TASK TO CARRY OUT »
Replace "red uniform" with "crimson uniform" everywhere it occurs in the records below. Leave every other character as it is.
○ ○ ○ ○ ○
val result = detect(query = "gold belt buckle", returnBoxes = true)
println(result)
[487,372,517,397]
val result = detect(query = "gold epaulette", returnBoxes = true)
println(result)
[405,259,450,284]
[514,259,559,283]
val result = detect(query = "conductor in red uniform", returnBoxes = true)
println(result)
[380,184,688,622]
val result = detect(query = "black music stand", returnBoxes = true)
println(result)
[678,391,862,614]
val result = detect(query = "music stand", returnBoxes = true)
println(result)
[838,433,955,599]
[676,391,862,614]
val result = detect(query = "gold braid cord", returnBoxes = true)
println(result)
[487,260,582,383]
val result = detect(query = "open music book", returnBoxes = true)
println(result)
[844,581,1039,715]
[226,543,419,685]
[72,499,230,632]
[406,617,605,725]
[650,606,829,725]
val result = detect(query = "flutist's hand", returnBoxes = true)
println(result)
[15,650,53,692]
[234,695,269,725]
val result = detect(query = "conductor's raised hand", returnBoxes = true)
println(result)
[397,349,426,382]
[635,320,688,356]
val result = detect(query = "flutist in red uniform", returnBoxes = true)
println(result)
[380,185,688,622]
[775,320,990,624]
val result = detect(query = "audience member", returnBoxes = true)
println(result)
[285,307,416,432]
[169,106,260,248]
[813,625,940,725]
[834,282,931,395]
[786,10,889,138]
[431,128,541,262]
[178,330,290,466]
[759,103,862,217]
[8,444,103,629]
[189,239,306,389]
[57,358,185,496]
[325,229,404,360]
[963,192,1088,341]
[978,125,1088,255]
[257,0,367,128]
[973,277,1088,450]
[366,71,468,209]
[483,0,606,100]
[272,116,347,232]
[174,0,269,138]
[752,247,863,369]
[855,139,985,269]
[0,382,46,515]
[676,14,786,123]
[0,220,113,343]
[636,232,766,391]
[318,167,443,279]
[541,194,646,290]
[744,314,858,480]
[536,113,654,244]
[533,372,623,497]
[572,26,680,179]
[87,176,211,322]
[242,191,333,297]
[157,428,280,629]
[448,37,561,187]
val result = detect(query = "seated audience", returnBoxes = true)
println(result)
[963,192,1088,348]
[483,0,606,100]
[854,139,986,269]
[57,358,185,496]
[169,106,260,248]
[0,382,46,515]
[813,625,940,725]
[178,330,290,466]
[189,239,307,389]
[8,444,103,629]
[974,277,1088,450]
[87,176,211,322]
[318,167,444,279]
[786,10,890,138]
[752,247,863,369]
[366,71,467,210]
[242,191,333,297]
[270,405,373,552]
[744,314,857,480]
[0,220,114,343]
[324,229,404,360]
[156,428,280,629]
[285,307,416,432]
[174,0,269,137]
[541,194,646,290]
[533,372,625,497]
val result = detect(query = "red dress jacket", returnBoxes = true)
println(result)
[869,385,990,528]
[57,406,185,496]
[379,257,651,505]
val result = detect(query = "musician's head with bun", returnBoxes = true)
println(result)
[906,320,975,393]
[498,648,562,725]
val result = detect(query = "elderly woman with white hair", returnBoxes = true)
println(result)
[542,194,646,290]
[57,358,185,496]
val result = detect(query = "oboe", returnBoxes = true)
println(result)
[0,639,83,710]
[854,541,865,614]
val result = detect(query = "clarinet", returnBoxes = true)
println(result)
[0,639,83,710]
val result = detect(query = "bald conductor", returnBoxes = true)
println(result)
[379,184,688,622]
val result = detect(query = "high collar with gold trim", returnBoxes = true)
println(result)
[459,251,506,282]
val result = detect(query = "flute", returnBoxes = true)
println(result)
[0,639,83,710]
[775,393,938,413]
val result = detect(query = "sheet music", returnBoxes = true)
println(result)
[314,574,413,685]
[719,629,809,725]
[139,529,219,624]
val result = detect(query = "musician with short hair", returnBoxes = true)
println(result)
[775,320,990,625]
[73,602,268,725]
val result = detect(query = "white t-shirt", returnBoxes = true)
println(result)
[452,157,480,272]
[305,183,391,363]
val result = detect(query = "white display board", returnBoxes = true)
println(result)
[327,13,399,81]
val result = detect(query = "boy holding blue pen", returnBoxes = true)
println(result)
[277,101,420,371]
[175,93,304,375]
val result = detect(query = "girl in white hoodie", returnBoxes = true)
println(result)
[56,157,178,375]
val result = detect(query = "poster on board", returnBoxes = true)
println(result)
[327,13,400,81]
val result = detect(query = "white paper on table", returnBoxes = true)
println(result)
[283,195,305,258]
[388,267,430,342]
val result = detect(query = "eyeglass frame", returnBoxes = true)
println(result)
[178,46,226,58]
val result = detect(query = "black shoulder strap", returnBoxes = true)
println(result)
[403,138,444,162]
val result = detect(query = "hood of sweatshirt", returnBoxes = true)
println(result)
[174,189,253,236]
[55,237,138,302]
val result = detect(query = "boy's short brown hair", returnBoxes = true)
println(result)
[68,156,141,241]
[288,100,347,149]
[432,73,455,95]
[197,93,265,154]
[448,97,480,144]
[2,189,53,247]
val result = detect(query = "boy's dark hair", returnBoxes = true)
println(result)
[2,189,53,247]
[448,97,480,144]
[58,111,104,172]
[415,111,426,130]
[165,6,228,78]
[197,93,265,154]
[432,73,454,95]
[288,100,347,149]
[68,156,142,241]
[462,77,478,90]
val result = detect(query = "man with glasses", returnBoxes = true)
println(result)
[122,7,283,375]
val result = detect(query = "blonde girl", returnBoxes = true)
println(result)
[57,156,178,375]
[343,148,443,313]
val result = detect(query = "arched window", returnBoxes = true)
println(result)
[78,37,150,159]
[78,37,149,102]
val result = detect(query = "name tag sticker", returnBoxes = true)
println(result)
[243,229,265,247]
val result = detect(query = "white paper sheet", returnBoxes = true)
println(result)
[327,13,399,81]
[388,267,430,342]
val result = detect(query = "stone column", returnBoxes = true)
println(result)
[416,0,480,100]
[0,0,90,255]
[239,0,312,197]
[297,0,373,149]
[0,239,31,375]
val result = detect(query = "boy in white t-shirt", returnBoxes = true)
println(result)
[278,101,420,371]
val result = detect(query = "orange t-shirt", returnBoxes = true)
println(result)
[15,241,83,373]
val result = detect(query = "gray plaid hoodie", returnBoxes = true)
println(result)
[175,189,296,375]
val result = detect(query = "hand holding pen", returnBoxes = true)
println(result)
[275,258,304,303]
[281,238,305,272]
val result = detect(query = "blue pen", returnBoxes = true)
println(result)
○ ○ ○ ○ ○
EXPECTED ANSWER »
val result = detect(query = "gold belt buckle", returnBoxes = true)
println(result)
[487,372,517,397]
val result = detect(query = "gold epaulette", returnBoxes = true)
println(result)
[405,259,450,284]
[514,259,559,283]
val result = detect(query = "conductor in crimson uniform", returnBoxes = true)
println(result)
[380,184,688,622]
val result = detect(query = "black music stand", returnBoxes = true)
println(result)
[678,391,862,614]
val result = detect(query = "music stand", returnBoxes = true)
println(result)
[838,433,955,599]
[676,391,862,614]
val result = detect(query = "gold braid cord", returnBoxes = true)
println(result)
[487,260,582,383]
val result = detect(query = "open music book", returnBoxes = true)
println(result)
[844,581,1039,715]
[226,543,419,685]
[72,499,230,632]
[406,617,605,725]
[650,606,829,725]
val result = detect(query = "flutist's hand", returnBoxes = true)
println(result)
[15,650,53,692]
[234,695,269,725]
val result = detect(query = "conductor's raised hand", returnBoxes = true)
println(result)
[397,349,426,382]
[635,320,688,356]
val result = detect(query = "flutist in crimson uniform", returnBoxes = true)
println(result)
[380,185,688,622]
[775,320,990,624]
val result = detect(query = "audience member", returnBoxes = true)
println(result)
[285,307,416,432]
[169,106,260,248]
[813,625,940,725]
[834,282,931,395]
[786,10,889,138]
[431,128,541,262]
[178,330,290,466]
[759,103,862,217]
[8,444,103,629]
[189,239,306,389]
[57,358,185,496]
[325,229,404,360]
[963,192,1088,341]
[978,125,1088,255]
[257,0,367,128]
[973,277,1088,450]
[366,71,468,209]
[483,0,606,100]
[272,116,347,232]
[174,0,269,138]
[752,247,863,369]
[855,139,985,269]
[0,382,46,515]
[676,14,786,123]
[0,220,113,343]
[636,232,766,391]
[318,167,443,279]
[541,194,646,290]
[744,314,858,480]
[536,113,654,244]
[533,372,623,497]
[572,26,680,179]
[87,176,211,322]
[242,191,333,297]
[157,428,280,629]
[448,37,561,187]
val result = detect(query = "seated audience", returnBoxes = true)
println(result)
[963,192,1088,348]
[483,0,606,100]
[854,139,986,269]
[57,358,185,496]
[169,106,260,248]
[0,382,46,515]
[813,625,940,725]
[178,330,290,466]
[189,239,307,389]
[8,444,103,629]
[974,277,1088,450]
[87,176,211,322]
[318,167,444,279]
[786,10,890,138]
[752,247,863,369]
[366,71,467,210]
[242,191,333,297]
[270,405,373,552]
[744,314,857,480]
[0,220,114,343]
[324,229,404,360]
[156,428,280,629]
[285,307,416,432]
[174,0,269,137]
[541,194,646,290]
[533,372,625,497]
val result = detect(query = "red dress jacket", returnBoxes = true)
println(result)
[869,385,990,528]
[57,406,185,496]
[379,257,651,505]
val result = detect(query = "musician's head with bun", returnBoxes = true)
println(result)
[906,320,975,393]
[498,648,562,725]
val result = detect(query = "elderly woman with white hair", returnBoxes = true)
println(result)
[542,194,646,290]
[57,358,185,496]
val result = detect(query = "oboe", returnBoxes = true)
println(result)
[0,639,83,710]
[854,541,865,614]
val result = detect(query = "clarinet", returnBoxes = true)
println(result)
[0,639,83,710]
val result = detect(query = "bald conductor", returnBoxes = true)
println(result)
[379,184,688,622]
val result = detect(query = "high collar with gold trim", returnBoxes = true)
println(result)
[459,251,506,282]
val result = detect(query = "flute", returnBoxes = true)
println(result)
[0,639,83,710]
[775,393,938,413]
val result = detect(query = "sheet music", returnBoxes = true)
println(result)
[314,574,413,685]
[719,629,809,725]
[139,529,219,624]
val result = detect(query = "musician with short hair", returnBoxes = true)
println(result)
[775,320,990,625]
[73,602,268,725]
val result = detect(query = "white t-shirt", returnBoxes = true)
println(result)
[452,157,480,272]
[305,183,391,363]
val result = detect(query = "white display board", returnBoxes = true)
println(result)
[327,13,399,81]
val result = detect(query = "boy holding blue pen", returnBoxes = true)
println(result)
[277,101,420,371]
[175,93,304,375]
val result = detect(query = "girl in white hoodie", returnBoxes = true)
println(result)
[56,157,178,375]
val result = detect(query = "poster on board", returnBoxes = true)
println(result)
[327,13,400,81]
val result = detect(query = "white paper on table", returnBoxes = true)
println(result)
[283,195,305,258]
[388,267,430,342]
val result = detect(query = "eyeglass frame", returnBoxes = true)
println(result)
[178,46,226,58]
val result = detect(query = "black shoulder strap", returnBoxes = true)
println(result)
[403,138,444,162]
val result = detect(query = "hood of sweatshirt", returnBoxes = true)
println(result)
[174,189,253,236]
[55,237,138,302]
val result = detect(query = "boy's short brown hair", returnBoxes = true)
println(result)
[68,156,141,241]
[288,100,347,149]
[432,73,455,95]
[197,93,265,154]
[448,97,480,144]
[2,189,53,247]
val result = detect(query = "boy's dark hair", returnBoxes = true)
println(result)
[2,189,53,247]
[448,97,480,144]
[58,111,104,172]
[415,111,426,130]
[165,6,228,78]
[197,93,265,154]
[432,73,454,95]
[288,100,347,149]
[68,156,142,241]
[462,77,478,90]
val result = detect(query = "man with glasses", returnBoxes = true)
println(result)
[122,7,283,375]
val result = detect(query = "blonde girl", returnBoxes = true)
println(result)
[57,156,178,375]
[343,148,443,313]
val result = detect(query = "arched window", returnBoxes = true)
println(result)
[78,37,150,159]
[78,37,149,102]
val result = detect(query = "name tag sticker", returnBoxes = true)
println(result)
[243,229,265,247]
val result = detect(query = "white paper sheet", returnBoxes = true)
println(result)
[327,13,399,81]
[388,267,430,342]
val result = detect(query = "stone column", returnBoxes = true)
println(result)
[416,0,480,100]
[0,0,90,255]
[239,0,312,197]
[297,0,373,149]
[0,239,31,375]
val result = detect(query = "boy in white t-shirt", returnBoxes = true)
println(result)
[278,101,420,371]
val result = detect(query = "orange t-shirt", returnBoxes = true)
println(result)
[15,241,83,373]
val result = detect(query = "gray plaid hoodie", returnBoxes = true)
println(result)
[175,189,296,375]
val result = detect(query = "hand holding pen", returnBoxes = true)
println(result)
[275,258,304,303]
[281,238,305,272]
val result = detect(query = "blue pen", returnBoxes = true)
println(result)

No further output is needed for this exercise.